In the passage on Elihu Palmer's youth, why does Cogswell's diary offer a singular glimpse into Palmer's early world? Answer in one to three sentences.

** start of Text block **

Since Elihu Palmer wrote nothing about his family or his childhood and no personal papers from his parents have survived, Cogswell’s diary offers a singular glimpse into the world of Palmer’s youth. Cogswell’s ideas about religion and politics must have influenced this churchgoing boy, who would study for the ministry and ever after concern himself with theology. Elihu Palmer came of age knowing that his parents and minister chose traditional church authority over emotionally charged religious revivalism. From Cogswell the boy would have heard about the dangers of piety gone awry, the hazards of relinquishing one’s reasoning powers to an emotional experience of the Holy, and the importance of keeping one’s critical faculties intact when others seemed to be losing their wits. Immorality could come under the guise of a holy possession, as Cogswell knew firsthand. Palmer was probably raised on tales of the revivals that flamed up before he was born, searing souls and scorching friendships and family ties. The outlandish behavior of the born-again made for shocking stories that conveyed just how thin the barrier of reason was when religious emotions took hold. The adults closest to young Palmer held convictions of faith forged in an era of religious turmoil and stark choices. For them, the crucial role for reason in religion was no abstraction; it was an urgent lesson they passed on to the bright, young boy.

** end of Text block **
** start of Recorded information **

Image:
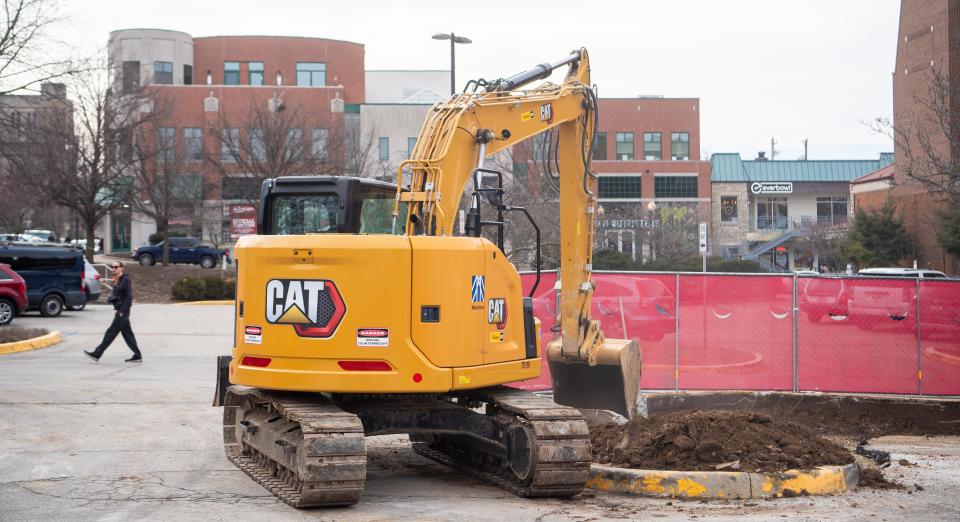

** end of Recorded information **

=== Response ===
Elihu Palmer wrote nothing about his family or his childhood, and no personal papers from his parents have survived. Cogswell's diary is therefore the singular glimpse into the world of Palmer's youth.